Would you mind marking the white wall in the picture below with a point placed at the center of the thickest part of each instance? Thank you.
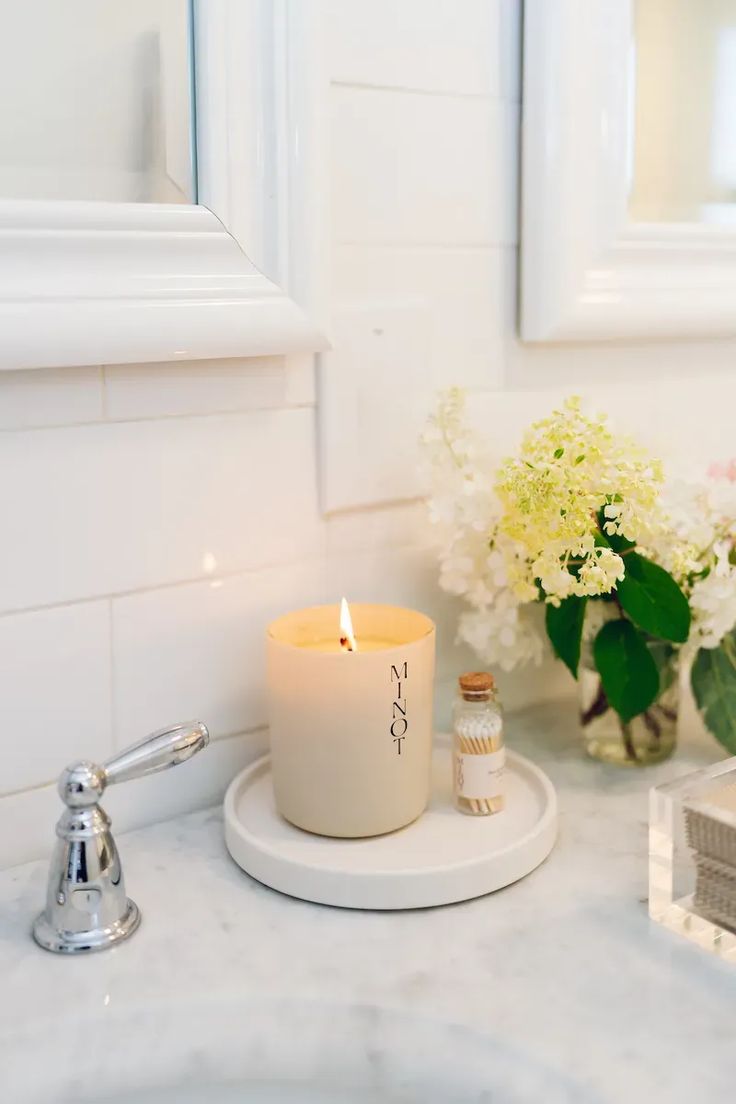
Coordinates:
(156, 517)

◆ ◆ ◆ ◆ ◆ ◆ ◆

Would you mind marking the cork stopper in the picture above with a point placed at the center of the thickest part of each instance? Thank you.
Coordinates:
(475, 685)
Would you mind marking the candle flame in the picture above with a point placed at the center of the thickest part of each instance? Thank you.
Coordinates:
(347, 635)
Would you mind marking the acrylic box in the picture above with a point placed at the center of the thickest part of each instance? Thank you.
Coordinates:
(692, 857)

◆ ◆ ◆ ◆ ◆ ◆ ◆

*Written task*:
Locate every line in the material above that contains the word "point", and copy each of those lines in full.

*Output for this task*:
Would you mind marking the white wall in the picture below with a point placed at the center of the thickest part of each instance? Thank you.
Would you mind marking the cork stopper in the picture above with a point placed at the center of the thickest part of each instance? Thank you.
Would you mind marking the candle flame in the picture above with a point placed at the center of the thickest part of each instance? Thank you.
Would you mind marking the acrylic box in the picture above with a point placed at the center of the thickest part of each instance? Thank you.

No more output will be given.